Text segment:
★ ★ ★

Contrary to the general perception, PAF’s dusk strikes of 3 December against some of the forward Indian airfields were not pre-emptory at all, as the Indian invasion of East Pakistan had already taken place in earnest, on 21 November. While these strikes were, of course, aimed at cratering runways and destroying radars, they also had an intrinsic ‘provocative’ element which the PAF planned to cleverly exploit through its well-prepared air defences, when IAF retaliated the following morning. Mirages got a small share of 8 airfield strike sorties in the opening round of the counter-air operations campaign that also included 24 airfield strikes by F-86s and 4 radar strikes by F-104s. Wg Cdr Hakimullah led a flight of 4 Mirages to Amritsar, while his flight commander, Sqn Ldr Aftab Alam, led another flight of 4 Mirages to Pathankot. Heading east into fast-fading light, Wg Cdr Hakimullah was able to take a cue from Amritsar runway lights, which were inexplicably glimmering when it should have been a complete black-out. His formation pulled up for a dive attack to deliver two 750-lb bombs each. Except for No 4, whose bombs did not release due to some malfunction, the rest were able to put in the attacks in the beginning of the runway. Sqn Ldr Aftab Alam’s formation did not have the good fortune of catching Pathankot with its lights on, and could not execute a proper attack in the evening haze and low light. The bombs fell in the general vicinity of the airfield. Given the very short distance from the border, IAF was unable to scramble interceptors from the ground, so standing patrols should have been a sensible option. With no interceptors, all raiding aircraft came back unscathed. The disruptive raids were continued into the night by the B-57s.

★ ★ ★

(Labeled-object pointing items)
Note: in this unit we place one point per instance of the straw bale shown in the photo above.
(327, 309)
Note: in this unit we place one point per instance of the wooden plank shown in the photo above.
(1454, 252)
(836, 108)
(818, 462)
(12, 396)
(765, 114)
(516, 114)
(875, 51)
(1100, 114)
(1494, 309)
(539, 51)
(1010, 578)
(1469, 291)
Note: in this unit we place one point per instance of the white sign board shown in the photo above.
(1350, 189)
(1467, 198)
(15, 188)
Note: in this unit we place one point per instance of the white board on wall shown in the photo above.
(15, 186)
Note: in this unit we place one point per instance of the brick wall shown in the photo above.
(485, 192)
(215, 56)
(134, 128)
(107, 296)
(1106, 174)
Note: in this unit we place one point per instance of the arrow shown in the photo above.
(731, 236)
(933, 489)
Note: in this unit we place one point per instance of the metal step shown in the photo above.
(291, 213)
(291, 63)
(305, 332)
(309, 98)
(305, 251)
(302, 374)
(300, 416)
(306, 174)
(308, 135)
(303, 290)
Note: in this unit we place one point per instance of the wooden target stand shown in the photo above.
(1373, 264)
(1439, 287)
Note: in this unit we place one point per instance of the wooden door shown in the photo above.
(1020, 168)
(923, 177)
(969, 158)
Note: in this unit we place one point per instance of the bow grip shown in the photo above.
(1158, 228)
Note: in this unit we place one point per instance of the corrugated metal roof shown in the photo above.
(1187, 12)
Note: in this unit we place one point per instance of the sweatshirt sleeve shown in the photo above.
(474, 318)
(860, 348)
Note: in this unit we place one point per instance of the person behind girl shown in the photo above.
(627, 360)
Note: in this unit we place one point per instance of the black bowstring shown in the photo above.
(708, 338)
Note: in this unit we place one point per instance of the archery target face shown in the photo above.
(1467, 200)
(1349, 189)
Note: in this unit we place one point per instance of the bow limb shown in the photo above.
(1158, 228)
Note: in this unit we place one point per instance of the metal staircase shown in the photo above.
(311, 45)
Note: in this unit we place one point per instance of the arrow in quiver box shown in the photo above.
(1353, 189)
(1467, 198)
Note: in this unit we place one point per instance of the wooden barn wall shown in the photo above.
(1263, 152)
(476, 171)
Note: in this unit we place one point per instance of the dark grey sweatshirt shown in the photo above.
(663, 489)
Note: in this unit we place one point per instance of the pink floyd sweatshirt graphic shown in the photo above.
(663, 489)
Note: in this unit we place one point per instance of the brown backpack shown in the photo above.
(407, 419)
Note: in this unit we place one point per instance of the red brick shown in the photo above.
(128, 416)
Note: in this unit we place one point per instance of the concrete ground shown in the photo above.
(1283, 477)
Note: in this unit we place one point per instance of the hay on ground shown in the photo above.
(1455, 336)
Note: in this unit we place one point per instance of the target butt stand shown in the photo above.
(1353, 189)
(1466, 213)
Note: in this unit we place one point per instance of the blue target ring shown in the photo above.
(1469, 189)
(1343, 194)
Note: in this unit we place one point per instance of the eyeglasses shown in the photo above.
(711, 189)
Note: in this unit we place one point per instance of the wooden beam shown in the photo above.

★ ★ ★

Requirements: Reproduce the account of the PAF airfield strikes of 3 December in full, with every word unchanged.

Answer below:
Contrary to the general perception, PAF’s dusk strikes of 3 December against some of the forward Indian airfields were not pre-emptory at all, as the Indian invasion of East Pakistan had already taken place in earnest, on 21 November. While these strikes were, of course, aimed at cratering runways and destroying radars, they also had an intrinsic ‘provocative’ element which the PAF planned to cleverly exploit through its well-prepared air defences, when IAF retaliated the following morning. Mirages got a small share of 8 airfield strike sorties in the opening round of the counter-air operations campaign that also included 24 airfield strikes by F-86s and 4 radar strikes by F-104s. Wg Cdr Hakimullah led a flight of 4 Mirages to Amritsar, while his flight commander, Sqn Ldr Aftab Alam, led another flight of 4 Mirages to Pathankot. Heading east into fast-fading light, Wg Cdr Hakimullah was able to take a cue from Amritsar runway lights, which were inexplicably glimmering when it should have been a complete black-out. His formation pulled up for a dive attack to deliver two 750-lb bombs each. Except for No 4, whose bombs did not release due to some malfunction, the rest were able to put in the attacks in the beginning of the runway. Sqn Ldr Aftab Alam’s formation did not have the good fortune of catching Pathankot with its lights on, and could not execute a proper attack in the evening haze and low light. The bombs fell in the general vicinity of the airfield. Given the very short distance from the border, IAF was unable to scramble interceptors from the ground, so standing patrols should have been a sensible option. With no interceptors, all raiding aircraft came back unscathed. The disruptive raids were continued into the night by the B-57s.